==== Stored rows
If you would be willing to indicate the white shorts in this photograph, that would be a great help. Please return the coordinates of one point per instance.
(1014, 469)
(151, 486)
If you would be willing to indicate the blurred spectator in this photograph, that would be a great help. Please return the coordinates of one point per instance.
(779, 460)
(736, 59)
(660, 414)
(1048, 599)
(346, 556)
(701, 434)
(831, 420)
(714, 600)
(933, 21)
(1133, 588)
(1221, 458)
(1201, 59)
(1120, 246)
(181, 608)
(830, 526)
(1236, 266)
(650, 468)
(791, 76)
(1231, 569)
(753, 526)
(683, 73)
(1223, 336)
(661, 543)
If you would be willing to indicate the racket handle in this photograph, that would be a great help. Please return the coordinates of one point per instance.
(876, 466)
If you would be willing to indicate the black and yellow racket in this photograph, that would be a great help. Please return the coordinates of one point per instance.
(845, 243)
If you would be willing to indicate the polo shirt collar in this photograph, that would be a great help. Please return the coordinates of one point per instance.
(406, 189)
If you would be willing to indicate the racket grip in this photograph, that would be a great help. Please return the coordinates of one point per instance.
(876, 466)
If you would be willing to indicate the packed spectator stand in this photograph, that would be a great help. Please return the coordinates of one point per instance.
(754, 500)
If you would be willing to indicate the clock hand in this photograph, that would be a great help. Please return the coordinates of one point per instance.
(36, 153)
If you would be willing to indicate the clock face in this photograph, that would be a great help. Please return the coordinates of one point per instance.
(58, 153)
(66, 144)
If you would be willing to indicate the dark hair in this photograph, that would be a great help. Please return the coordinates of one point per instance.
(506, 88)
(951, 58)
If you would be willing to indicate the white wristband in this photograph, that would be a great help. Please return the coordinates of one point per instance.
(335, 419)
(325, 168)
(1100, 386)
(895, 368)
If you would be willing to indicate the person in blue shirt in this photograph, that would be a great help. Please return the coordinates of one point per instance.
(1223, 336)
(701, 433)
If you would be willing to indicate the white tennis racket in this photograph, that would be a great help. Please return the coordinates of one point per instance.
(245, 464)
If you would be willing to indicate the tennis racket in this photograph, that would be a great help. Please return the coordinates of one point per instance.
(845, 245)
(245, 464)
========
• [Task statement]: Swap every "racket" in the material above for "racquet", and leave everything else unchanged.

• [Result for this exercise]:
If you would be willing to indicate the white shorts in this photograph, that would be a great help. Please return the coordinates of one point per instance.
(1014, 469)
(151, 486)
If you would be willing to indicate the blurred spectator in this photograph, that would be a great help. Please return the coordinates of one point per instance.
(779, 460)
(736, 59)
(660, 414)
(1048, 599)
(346, 556)
(701, 434)
(831, 420)
(714, 600)
(933, 21)
(1133, 588)
(1221, 458)
(1201, 59)
(1120, 246)
(181, 608)
(830, 526)
(1236, 266)
(650, 468)
(791, 76)
(1231, 569)
(753, 526)
(683, 73)
(1223, 336)
(661, 543)
If you would be willing to indicate the racquet handle in this photograph, that would be a great help. Please return the coordinates of one point per instance.
(876, 466)
If you would be willing to indicate the black and yellow racquet in this photograph, that would be a great help. Please return the coordinates of one point per instance.
(845, 243)
If you would be willing to indicate the polo shirt collar in this photograph, that would be a great help. Please return the coordinates of one point per instance.
(406, 189)
If you would be willing to indicate the racquet grip in this photograph, that would be a great help. Please return the coordinates of one point per instance.
(876, 466)
If you would be willing to indicate the packed spectator stand in this photograph, that would be a great help. Please return the coordinates of one point per instance.
(754, 500)
If you would be willing to indicate the clock hand in this photograph, that would be a great help. Please return the coordinates of one point per instance.
(36, 153)
If you would be willing to indicate the clock face in this photograph, that would be a great help. Please return the coordinates of one point per instance.
(58, 153)
(66, 144)
If you would be willing to indicate the dark hair in this photograph, that would be a great help. Please return the coordinates of one point per instance.
(506, 88)
(951, 58)
If you would be willing to indicate the white wristband in this photograph, that would be a great help. Please return the coordinates of one point per instance.
(335, 419)
(325, 168)
(1100, 386)
(895, 368)
If you would be willing to indicate the person in blue shirt in this photograph, that would be a great help. Please return the coordinates of one point per instance.
(1223, 336)
(701, 433)
If you would be willing to indicate the white tennis racquet in this photograph, that would be a great help. Please return the coordinates of one point per instance.
(245, 464)
If you would be willing to indicate the tennis racquet in this photograph, that would be a great help. Please return the coordinates of one point per instance.
(845, 245)
(245, 464)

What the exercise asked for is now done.